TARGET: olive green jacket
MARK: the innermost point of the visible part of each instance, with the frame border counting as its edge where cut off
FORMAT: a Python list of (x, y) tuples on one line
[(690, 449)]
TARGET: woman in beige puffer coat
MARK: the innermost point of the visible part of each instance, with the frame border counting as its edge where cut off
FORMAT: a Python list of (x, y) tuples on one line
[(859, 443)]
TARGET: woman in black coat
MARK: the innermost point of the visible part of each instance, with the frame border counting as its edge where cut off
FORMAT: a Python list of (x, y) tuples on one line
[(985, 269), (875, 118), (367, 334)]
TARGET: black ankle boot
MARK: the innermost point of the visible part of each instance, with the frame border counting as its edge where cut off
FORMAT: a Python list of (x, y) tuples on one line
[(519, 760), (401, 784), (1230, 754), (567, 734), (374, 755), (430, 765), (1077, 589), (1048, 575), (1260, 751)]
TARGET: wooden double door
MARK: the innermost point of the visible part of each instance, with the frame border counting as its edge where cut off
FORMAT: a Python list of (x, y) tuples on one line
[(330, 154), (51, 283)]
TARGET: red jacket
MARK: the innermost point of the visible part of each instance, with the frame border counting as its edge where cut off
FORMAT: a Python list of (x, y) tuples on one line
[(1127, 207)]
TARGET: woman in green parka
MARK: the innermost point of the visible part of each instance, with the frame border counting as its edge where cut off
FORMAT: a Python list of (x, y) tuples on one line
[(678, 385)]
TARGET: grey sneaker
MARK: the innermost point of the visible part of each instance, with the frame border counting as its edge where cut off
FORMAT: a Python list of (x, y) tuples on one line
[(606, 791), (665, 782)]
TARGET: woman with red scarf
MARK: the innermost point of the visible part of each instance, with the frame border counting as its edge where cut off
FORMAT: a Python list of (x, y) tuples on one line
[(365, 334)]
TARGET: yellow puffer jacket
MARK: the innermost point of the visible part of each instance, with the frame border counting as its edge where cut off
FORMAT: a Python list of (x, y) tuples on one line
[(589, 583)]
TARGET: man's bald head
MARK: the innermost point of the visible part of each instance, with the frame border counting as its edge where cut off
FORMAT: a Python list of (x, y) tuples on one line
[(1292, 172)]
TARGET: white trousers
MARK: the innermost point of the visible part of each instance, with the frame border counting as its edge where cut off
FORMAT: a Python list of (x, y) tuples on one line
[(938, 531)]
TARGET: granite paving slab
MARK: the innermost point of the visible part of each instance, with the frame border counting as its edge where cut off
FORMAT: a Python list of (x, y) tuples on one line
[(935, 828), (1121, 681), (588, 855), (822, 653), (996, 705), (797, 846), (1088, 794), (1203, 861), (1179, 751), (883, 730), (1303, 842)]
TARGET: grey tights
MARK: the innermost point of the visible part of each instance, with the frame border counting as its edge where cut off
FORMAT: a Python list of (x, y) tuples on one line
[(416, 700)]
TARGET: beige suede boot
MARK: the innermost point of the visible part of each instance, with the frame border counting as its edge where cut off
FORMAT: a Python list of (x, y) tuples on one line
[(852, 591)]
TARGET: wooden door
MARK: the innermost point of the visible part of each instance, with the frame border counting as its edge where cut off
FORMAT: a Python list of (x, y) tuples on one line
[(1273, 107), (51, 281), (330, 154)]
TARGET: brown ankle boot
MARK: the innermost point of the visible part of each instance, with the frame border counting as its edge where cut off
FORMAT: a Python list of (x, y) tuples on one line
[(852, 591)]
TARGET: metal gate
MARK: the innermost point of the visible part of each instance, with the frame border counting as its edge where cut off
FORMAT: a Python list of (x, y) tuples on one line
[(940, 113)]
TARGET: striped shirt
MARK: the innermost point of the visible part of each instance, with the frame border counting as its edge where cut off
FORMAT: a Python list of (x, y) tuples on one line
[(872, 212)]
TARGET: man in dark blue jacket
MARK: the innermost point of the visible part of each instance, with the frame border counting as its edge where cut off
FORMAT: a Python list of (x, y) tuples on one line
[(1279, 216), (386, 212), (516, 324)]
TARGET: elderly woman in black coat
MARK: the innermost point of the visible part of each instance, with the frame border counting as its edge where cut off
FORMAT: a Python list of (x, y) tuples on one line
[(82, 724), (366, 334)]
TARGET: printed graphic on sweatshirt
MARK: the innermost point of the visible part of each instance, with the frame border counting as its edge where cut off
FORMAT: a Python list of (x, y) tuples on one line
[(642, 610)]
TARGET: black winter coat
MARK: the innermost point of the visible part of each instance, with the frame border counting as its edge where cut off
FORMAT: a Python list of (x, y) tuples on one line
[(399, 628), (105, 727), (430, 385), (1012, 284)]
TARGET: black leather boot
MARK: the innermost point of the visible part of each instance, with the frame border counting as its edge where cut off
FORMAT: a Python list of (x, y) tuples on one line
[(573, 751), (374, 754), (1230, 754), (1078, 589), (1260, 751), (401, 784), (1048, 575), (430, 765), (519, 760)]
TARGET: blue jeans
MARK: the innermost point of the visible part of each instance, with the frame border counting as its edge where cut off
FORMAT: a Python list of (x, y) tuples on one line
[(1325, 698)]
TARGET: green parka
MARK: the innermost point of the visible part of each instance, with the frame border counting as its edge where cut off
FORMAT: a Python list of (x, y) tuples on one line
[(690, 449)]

..........

◆ **Task description**: Reproduce all of the lines above without any changes.

◆ **Right answer**:
TARGET: olive green jacket
MARK: the innermost point of the visible part of each instance, with the frame border counting as its edge where cut off
FORMAT: a Python list of (x, y) tuples on one line
[(690, 449)]
TARGET: woman in beige puffer coat
MARK: the innermost point of the visible part of each instance, with the frame border counting as its edge where cut off
FORMAT: a Python list of (x, y) tuples on one line
[(859, 443)]
TARGET: woman in black coat
MARK: the innermost point of the visible part of each instance, with the frame border counting as its edge where cut off
FORMAT: a Python list of (x, y) tuples on one line
[(985, 269), (875, 118), (367, 334)]
TARGET: black ankle boot
MARK: the innermost point of the visible part of each instance, with the frame border counting as its edge where cut off
FORMAT: a Python list of (x, y) tuples on one line
[(519, 760), (401, 784), (1230, 754), (567, 734), (374, 755), (430, 765), (1077, 589), (1048, 575), (1260, 751)]
TARGET: wooden double door
MARK: the innermost point of the visible part of each instance, with the frame border counting as its edge where cut off
FORMAT: a Python list of (x, y) tuples on one line
[(330, 154), (51, 283)]
TARGET: red jacket
MARK: the innermost point of the visible part of each instance, with the frame border counting as its edge where cut off
FORMAT: a Python list of (x, y) tuples on one line
[(1127, 207)]
TARGET: woman in green parka
MARK: the innermost point of the visible part of each instance, with the frame border counting as its edge where cut off
FORMAT: a Python list of (x, y) tuples on one line
[(678, 385)]
TARGET: grey sneaker
MARK: the innermost point of the visible part of each instance, with the frame border counting as its edge where cut off
FORMAT: a Python list of (x, y) tuples on one line
[(606, 791), (665, 782)]
TARGET: woman with red scarf
MARK: the innermost point of the visible part of each instance, with the frame border counting as its edge where cut off
FORMAT: a Python list of (x, y) tuples on one line
[(365, 334)]
TARGET: yellow puffer jacket
MARK: the innermost point of the visible part of each instance, with the frame border counting as its edge where cut off
FORMAT: a Python list of (x, y) tuples on one line
[(589, 583)]
TARGET: man's bald head
MARK: the innermost point of the visible part of each instance, with the frame border counting as its edge where cut off
FORMAT: a Python list of (x, y) tuples on one line
[(1292, 172)]
TARGET: white trousers
MARK: the innermost point of the visible part of each instance, with the frame border counting as its edge where cut off
FORMAT: a Python list of (x, y) tuples on one line
[(938, 531)]
TARGET: granite paving slab
MARK: the innermost point of the visible part of each instance, with the frame border counting as its edge where cut off
FORMAT: a Python list of (x, y) tuples on one line
[(935, 828), (1121, 681), (588, 855), (822, 653), (996, 705), (797, 846), (1088, 794), (1203, 861), (1179, 751), (883, 730), (1303, 842)]
TARGET: grey tights
MARK: the innermost point of the visible part of each instance, with the frame border counting as its edge where cut off
FORMAT: a Python list of (x, y) tuples on one line
[(416, 700)]
TARGET: beige suede boot
MARK: the innermost point of the visible part of each instance, with the frame border counting as its edge where cut off
FORMAT: a Python list of (x, y) tuples on one line
[(852, 591)]
TARGET: wooden door
MARK: the innermost point of the visible part of each instance, with the frame border counting as its edge where cut off
FORMAT: a Python list of (x, y) tuples on one line
[(1273, 107), (51, 281), (330, 154)]
TARGET: brown ankle boot
MARK: the innermost point of the visible part of each instance, with the frame border counting as its edge where cut off
FORMAT: a Python list of (x, y) tuples on one line
[(852, 591)]
TARGET: metal gate
MARK: the innermost point of the visible part of each instance, with the frame border counting as its edge where cut off
FORMAT: a Python list of (x, y) tuples on one line
[(940, 113)]
TARGET: striped shirt
MARK: the innermost point of the visible part of each instance, with the frame border counting as its edge where cut off
FORMAT: a Python list of (x, y) tuples on one line
[(872, 212)]
TARGET: man in dark blue jacket
MARK: the innermost point of the visible part of each instance, with the frame border counting as its edge where cut off
FORMAT: a Python list of (x, y) tuples on one line
[(1279, 216), (386, 212), (516, 324)]
TARGET: elderly woman in black coat
MARK: the innermost point of the visible part of each instance, with the frame border counting as its edge where cut off
FORMAT: a Python list of (x, y) tuples on one line
[(82, 724), (366, 334)]
TARGET: printed graphic on sweatshirt
MARK: the innermost point of the visible part of each instance, with the frame border counting as its edge where cut off
FORMAT: a Python list of (x, y) tuples on one line
[(642, 610)]
TARGET: black winter coat
MARK: the innermost point of the visible part of each instance, with the frame border counting as its edge where cut off
FORMAT: a Python list of (x, y) tuples on one line
[(399, 628), (105, 727), (430, 385), (1012, 284)]
TARGET: black leather boot
MARK: the innermost point of the visible part of each instance, with the frame border counting as its edge where cut off
FORMAT: a Python list of (x, y) tuples on one line
[(573, 751), (374, 754), (1230, 754), (1078, 589), (1260, 751), (401, 784), (1048, 575), (430, 765), (519, 760)]
TARGET: blue jeans
MARK: the innermost point of the visible part of each instance, with the frame border counting as its edge where cut off
FORMAT: a Python list of (x, y) tuples on one line
[(1325, 698)]
TARGET: green parka
MARK: the innermost point of the visible part of each instance, with the frame border counting as its edge where cut off
FORMAT: a Python list of (x, y) tuples on one line
[(690, 449)]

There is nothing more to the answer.